**WHAT YOU HAVE TO DO**
Update the listing from its first line through the line containing "217 198 L 211", replacing "white flower" with "pink flower" and leaving everything else unchanged.

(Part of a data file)
-- START --
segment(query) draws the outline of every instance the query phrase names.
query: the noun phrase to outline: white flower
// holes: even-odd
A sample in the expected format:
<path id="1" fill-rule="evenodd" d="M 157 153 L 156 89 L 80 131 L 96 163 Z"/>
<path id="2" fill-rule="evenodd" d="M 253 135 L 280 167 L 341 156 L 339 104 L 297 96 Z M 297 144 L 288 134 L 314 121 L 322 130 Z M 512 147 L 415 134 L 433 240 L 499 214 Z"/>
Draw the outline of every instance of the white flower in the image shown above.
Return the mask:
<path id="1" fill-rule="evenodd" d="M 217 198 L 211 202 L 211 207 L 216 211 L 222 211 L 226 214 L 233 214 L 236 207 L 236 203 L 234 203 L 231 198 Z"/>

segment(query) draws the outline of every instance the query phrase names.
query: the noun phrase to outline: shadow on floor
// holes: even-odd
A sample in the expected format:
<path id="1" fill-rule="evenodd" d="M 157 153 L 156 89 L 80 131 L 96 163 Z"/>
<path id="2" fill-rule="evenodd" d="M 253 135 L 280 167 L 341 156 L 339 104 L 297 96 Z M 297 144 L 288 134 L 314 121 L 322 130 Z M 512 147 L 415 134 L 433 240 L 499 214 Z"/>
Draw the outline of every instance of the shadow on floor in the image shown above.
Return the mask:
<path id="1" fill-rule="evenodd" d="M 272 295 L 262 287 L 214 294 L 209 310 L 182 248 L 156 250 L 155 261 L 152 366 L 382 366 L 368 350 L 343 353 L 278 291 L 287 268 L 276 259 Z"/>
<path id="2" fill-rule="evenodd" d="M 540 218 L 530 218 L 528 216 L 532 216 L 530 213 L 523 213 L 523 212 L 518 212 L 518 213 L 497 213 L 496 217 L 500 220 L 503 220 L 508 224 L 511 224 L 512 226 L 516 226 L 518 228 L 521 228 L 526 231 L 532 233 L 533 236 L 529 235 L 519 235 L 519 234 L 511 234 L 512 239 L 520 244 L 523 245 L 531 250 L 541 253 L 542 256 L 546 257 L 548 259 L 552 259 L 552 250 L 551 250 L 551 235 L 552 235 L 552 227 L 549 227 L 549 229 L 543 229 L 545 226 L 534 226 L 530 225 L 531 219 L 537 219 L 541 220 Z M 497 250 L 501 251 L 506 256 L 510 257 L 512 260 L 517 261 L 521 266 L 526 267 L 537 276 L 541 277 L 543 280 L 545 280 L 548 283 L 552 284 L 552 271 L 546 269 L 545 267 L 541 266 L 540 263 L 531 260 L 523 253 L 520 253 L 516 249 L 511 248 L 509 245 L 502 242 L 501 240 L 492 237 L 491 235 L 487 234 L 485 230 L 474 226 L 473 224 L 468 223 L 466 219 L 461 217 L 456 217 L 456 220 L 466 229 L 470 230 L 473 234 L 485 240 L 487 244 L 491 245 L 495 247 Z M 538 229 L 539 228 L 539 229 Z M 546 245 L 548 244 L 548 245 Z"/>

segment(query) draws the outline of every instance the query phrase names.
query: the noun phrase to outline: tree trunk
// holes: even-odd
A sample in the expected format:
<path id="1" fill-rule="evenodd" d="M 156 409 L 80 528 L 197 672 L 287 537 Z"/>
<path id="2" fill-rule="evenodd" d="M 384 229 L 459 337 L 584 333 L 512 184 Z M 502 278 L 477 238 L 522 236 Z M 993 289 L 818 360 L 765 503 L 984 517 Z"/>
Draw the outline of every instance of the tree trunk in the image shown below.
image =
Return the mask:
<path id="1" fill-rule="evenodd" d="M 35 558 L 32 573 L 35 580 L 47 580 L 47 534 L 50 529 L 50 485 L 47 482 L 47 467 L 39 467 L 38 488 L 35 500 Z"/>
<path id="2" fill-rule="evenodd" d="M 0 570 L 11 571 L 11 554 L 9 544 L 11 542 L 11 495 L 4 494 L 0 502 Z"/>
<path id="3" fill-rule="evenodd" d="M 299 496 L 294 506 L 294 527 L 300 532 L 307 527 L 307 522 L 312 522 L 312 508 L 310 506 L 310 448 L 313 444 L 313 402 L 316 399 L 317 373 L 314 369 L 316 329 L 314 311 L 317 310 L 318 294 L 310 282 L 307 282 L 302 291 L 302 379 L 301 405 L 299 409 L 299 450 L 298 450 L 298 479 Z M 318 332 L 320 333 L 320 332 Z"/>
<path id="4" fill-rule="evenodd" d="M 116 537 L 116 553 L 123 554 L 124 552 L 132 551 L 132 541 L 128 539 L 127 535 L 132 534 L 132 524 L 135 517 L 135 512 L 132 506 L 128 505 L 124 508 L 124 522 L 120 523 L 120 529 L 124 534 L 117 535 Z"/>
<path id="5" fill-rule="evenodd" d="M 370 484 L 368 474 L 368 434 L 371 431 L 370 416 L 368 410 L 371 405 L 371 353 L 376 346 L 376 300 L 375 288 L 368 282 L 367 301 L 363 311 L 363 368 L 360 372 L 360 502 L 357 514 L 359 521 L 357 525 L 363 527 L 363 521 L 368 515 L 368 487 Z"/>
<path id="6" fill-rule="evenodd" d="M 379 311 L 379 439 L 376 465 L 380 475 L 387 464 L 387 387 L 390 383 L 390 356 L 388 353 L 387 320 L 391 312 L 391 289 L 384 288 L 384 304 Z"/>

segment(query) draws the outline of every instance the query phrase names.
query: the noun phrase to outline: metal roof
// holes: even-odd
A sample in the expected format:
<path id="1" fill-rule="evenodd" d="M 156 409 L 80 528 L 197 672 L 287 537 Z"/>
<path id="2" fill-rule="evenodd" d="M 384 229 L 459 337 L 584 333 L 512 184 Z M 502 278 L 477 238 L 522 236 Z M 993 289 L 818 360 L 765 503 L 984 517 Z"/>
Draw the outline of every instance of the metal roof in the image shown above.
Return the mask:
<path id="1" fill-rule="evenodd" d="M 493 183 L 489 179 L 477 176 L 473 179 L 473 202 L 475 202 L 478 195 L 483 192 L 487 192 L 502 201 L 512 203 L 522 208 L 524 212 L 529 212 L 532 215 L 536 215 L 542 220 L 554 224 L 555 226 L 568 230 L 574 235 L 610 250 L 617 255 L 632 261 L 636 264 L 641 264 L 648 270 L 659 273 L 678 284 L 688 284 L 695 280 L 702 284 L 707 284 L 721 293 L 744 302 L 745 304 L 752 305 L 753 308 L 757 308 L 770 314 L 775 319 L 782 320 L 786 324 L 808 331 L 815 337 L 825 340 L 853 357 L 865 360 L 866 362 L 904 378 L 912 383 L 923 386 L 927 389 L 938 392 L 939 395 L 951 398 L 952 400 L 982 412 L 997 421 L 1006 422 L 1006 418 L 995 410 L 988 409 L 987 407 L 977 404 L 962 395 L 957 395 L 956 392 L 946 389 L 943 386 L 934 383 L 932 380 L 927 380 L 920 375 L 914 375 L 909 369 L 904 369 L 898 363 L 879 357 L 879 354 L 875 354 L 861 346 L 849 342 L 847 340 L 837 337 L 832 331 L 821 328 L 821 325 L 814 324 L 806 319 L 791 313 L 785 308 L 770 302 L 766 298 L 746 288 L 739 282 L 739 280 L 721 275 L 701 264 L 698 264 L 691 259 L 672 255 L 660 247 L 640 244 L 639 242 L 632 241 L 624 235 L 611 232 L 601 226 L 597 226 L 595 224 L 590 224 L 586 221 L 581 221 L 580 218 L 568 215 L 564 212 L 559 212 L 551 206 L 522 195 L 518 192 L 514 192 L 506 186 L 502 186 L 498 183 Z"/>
-- END --
**FINAL RESULT**
segment(query) draws the outline of every instance the query phrase names.
query: the noun phrase to outline: pink flower
// holes: even-odd
A sample in the expected format:
<path id="1" fill-rule="evenodd" d="M 157 153 L 156 89 L 80 131 L 96 163 Z"/>
<path id="2" fill-rule="evenodd" d="M 253 135 L 280 167 L 341 156 L 339 104 L 297 96 Z M 297 144 L 288 134 L 314 121 L 322 130 Z M 512 147 L 415 134 L 433 240 L 499 214 Z"/>
Draw the outline of every instance of the pink flower in the image shown above.
Return the mask:
<path id="1" fill-rule="evenodd" d="M 217 198 L 211 202 L 211 207 L 216 211 L 222 211 L 226 214 L 233 214 L 236 207 L 236 203 L 234 203 L 231 198 Z"/>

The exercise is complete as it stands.